What to do
Print the records exactly as written, and let no picture into the answer.

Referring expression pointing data
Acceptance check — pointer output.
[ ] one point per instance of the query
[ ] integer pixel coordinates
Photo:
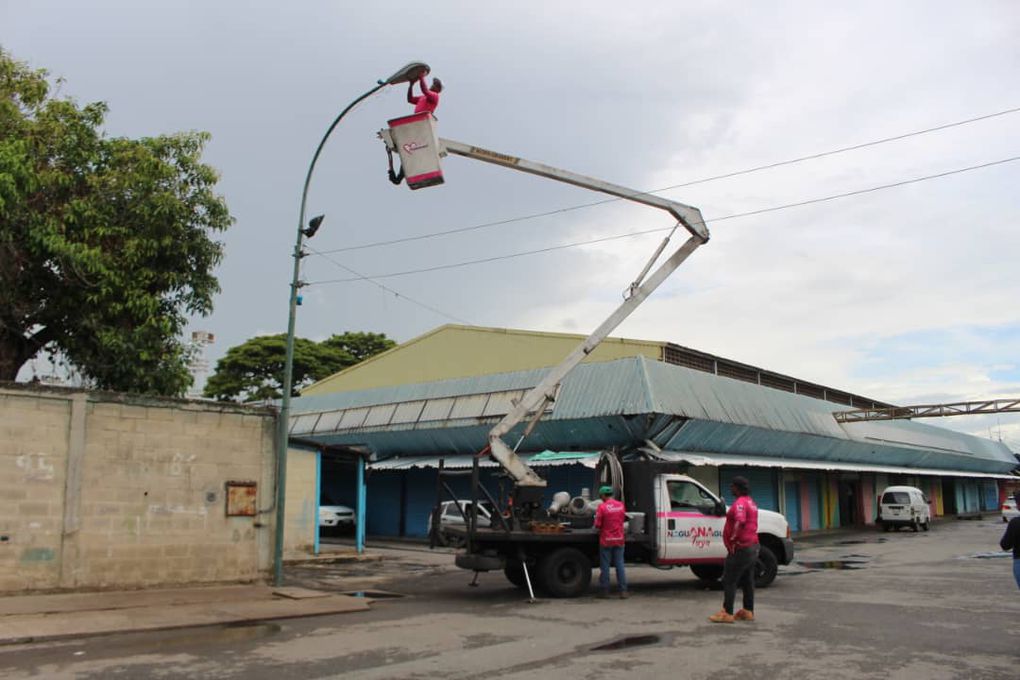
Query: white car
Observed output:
(904, 506)
(336, 516)
(1010, 509)
(450, 515)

Result of this exercise
Acceptance check — pointer output.
[ ] one point per instance of the query
[ ] integer pixel coordinates
Photo:
Query: white car
Observed output:
(904, 506)
(336, 516)
(1010, 509)
(450, 515)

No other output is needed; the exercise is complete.